--- START OF Exercise data ---
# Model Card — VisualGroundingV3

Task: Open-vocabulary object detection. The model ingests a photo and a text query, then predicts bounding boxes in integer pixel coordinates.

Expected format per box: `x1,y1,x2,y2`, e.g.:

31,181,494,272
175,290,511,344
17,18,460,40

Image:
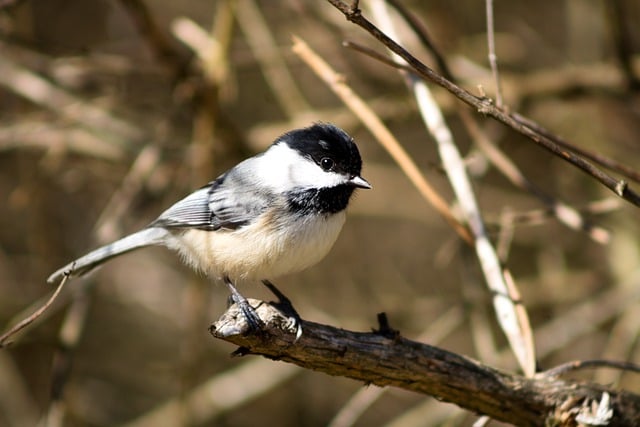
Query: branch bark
210,300,640,427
--- END OF Exercise data ---
• To be done
Copy every row above word for word, leaving out the pictures.

• Solved problem
# Model Card — VisualGroundingV3

Task: Open-vocabulary object detection. The model ingests a photo and a text query, then predicts bounding boxes in integer pixel coordinates.

Expected format per box: `x1,y1,x2,y2`, e.g.:

31,181,494,272
175,290,511,344
17,18,460,40

Image:
Query: branch bark
210,300,640,427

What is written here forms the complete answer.